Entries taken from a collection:
* * * *

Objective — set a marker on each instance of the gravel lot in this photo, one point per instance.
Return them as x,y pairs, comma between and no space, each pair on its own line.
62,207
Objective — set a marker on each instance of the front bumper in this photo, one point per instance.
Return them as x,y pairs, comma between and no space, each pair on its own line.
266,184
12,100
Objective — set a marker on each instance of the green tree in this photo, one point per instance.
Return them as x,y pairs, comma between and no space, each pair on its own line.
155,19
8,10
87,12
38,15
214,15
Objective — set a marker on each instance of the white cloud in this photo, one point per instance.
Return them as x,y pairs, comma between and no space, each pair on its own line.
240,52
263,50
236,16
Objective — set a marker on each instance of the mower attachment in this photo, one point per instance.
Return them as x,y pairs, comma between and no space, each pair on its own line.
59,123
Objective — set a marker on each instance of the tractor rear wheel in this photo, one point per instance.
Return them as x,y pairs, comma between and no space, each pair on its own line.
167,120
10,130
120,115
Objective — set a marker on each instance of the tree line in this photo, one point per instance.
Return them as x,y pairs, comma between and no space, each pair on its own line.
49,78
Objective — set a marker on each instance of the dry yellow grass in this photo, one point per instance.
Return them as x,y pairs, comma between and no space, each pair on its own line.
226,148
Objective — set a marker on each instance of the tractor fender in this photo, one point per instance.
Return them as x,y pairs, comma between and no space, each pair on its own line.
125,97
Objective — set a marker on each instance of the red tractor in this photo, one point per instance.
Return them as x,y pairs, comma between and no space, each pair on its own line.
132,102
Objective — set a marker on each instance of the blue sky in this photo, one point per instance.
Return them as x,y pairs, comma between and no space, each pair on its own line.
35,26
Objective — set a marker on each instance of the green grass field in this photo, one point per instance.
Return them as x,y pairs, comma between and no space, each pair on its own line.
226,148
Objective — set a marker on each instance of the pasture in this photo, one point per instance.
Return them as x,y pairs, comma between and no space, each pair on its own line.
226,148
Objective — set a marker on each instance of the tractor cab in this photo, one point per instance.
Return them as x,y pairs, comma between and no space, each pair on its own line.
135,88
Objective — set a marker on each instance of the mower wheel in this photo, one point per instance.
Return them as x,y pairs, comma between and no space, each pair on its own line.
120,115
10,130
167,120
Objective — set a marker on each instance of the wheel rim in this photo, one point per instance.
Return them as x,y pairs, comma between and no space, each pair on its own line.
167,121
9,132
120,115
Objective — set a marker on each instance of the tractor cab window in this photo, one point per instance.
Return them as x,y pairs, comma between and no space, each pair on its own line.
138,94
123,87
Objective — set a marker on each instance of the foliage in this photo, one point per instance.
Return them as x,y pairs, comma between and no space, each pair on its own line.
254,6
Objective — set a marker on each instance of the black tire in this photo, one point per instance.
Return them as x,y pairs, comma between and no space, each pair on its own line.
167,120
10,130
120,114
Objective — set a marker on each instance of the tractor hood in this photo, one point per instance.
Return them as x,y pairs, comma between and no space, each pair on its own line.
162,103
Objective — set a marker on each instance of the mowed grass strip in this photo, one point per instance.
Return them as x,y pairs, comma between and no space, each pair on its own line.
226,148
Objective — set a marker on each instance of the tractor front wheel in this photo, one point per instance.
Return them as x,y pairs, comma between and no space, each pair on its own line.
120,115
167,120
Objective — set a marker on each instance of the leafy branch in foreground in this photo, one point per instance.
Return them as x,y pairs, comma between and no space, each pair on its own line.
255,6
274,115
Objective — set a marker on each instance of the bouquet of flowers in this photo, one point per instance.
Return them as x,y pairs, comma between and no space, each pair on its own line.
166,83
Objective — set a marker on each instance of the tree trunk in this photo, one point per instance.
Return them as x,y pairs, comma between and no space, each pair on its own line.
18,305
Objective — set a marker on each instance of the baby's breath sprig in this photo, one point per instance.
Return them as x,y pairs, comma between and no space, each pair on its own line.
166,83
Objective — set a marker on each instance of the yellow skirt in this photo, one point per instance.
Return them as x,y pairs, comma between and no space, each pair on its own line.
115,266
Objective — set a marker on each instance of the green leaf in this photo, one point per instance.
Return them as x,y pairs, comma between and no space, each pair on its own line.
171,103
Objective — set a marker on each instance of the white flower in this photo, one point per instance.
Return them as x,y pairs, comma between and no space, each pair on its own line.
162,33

* * * *

PROBLEM TO SOLVE: Can you rewrite the listing from the line with "Objective — set a marker on each instance of the yellow" through the end of the listing, replacing "marker" with "pin" and leaving everything else unchanged?

WRITTEN RESPONSE:
Objective — set a pin on each instance of the yellow skirt in this photo, one point per instance.
Return them as x,y pairs, comma between and no space, each pair on its own line.
115,266
Objective — set a pin on each instance of the green leaf in this photo, one point per instance.
Return them as x,y pairs, comma between and no space, each pair on its own line.
171,103
Objective — set a pin on each instance of the white flower in this photo, one point per instance.
Return them as x,y pairs, comma between and no space, each pair on its own line.
162,33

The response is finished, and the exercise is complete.